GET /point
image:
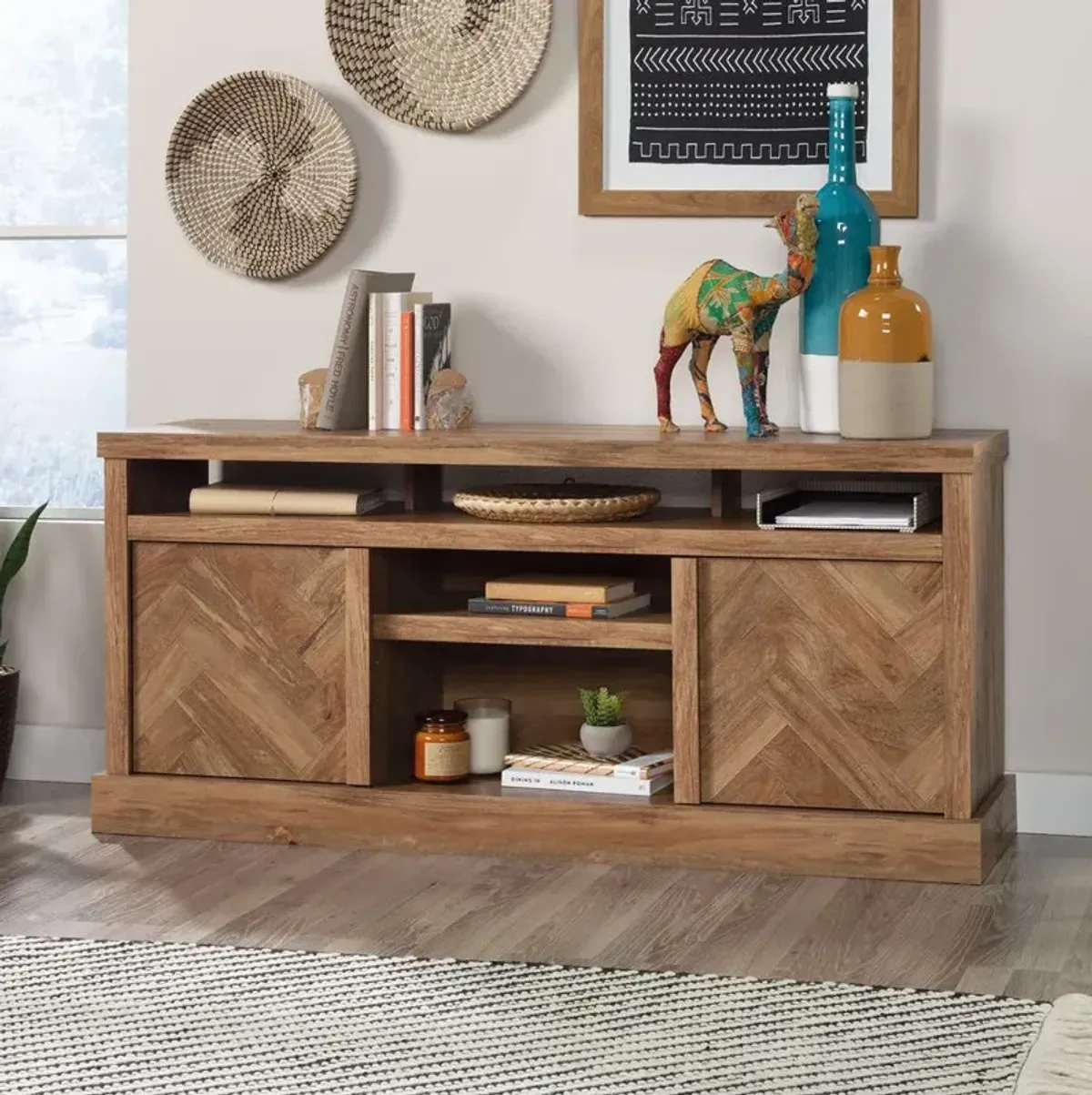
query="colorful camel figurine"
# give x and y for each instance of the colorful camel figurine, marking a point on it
(718, 299)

OBJECTIVE
Print every line of the rows above verbatim, leaving out the pictures.

REPLY TO THE EXERCISE
GET /point
image:
query="colorful camel figurine"
# give x and y for each instance of the colorful camel figurine, marking a point on it
(718, 299)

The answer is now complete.